### Your task
Retype the whole listing below, character for character.

Object position labeling entries
+++
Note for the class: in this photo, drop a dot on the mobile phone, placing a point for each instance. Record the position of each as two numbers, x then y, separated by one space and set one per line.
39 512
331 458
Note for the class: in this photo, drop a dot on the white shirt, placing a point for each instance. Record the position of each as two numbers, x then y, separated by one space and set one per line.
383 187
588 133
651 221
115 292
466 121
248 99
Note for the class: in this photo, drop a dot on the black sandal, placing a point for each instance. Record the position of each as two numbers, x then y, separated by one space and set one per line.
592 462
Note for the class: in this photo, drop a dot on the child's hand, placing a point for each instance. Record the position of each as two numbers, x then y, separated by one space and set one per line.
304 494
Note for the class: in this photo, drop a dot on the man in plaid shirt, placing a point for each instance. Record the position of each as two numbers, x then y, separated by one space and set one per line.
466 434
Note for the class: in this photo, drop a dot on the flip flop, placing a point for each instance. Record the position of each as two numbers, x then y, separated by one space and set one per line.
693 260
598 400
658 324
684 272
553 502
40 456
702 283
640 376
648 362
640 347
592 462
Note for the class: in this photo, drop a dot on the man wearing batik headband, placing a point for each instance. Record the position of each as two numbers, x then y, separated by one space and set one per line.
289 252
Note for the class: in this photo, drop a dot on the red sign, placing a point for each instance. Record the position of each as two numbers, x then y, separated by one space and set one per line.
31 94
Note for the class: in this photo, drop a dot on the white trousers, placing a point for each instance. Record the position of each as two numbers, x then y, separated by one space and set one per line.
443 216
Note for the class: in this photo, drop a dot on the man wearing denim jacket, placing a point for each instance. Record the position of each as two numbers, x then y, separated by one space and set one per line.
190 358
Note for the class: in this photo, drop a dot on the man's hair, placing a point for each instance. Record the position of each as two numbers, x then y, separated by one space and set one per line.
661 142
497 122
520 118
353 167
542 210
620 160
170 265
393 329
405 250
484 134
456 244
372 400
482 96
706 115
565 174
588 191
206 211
+++
### Solution for this task
Note for the class: in this photo, drop a dot on the mobile phone, placing a point for each instance. Record the position of each as two numbers, x then y, separated by one space and set one per line.
39 512
331 458
Note for the class: in this photo, drop a dot on the white shirt, placing a point for each instance. Record the position of each as two numbers, x then y, separated by one space and set one per line.
383 187
588 133
651 221
115 292
466 121
248 99
Note for the class: in this photo, drop a dot on the black sandal, placing a point for each instance. Record the position of each as two numbers, x then y, separated by one space and set one per line.
592 462
Note for the class: in this photo, drop a dot on the child's hand, placing a point for each instance. Record the position of each as two numbers, x then y, separated by one space and set one per line.
304 494
Note for the class: in this photo, drop a dot on the man in plaid shirt, placing a point for each instance. Record the position of each as two numbers, x then y, separated by one space and set one per line.
466 434
Note for the class: in this photo, drop a dot on the flip flop, placing a point for each instance. Record the position of each as two numbers, x then y, separated by one space and set one per line.
693 260
598 400
658 324
684 272
553 502
40 456
702 283
640 376
648 362
640 347
592 462
Note for the class: in this photo, drop a dot on the man wearing batik headband, placing a point for each instance. Record the position of each as two numbers, x then y, separated by one space and set one per line.
289 252
Note for the class: in this photo, drop a dot on the red sign, placing a point for each instance. Record the position of each as two numbers, x then y, separated by one space and set one per line.
31 94
Note for the class: in this photo, drop a dot on the white trousers, placing a point for each instance. Record the position of each as two numbers, x then y, separated by one space and set one per line.
443 216
Note for the class: in this photo, drop a dot on the man wearing denim jacket, placing a point for each instance. Record the position of each as two numbers, x then y, separated by one space and set one per line.
190 358
Note for the class: in this photo, drop a dot on the man's hair, placing a point for each instance. Record the position of each as two numbers, x then y, separated by one space and set one per line.
661 142
497 122
520 118
353 167
542 210
620 160
170 265
393 329
405 250
484 134
456 244
372 400
482 96
706 115
565 174
588 191
206 211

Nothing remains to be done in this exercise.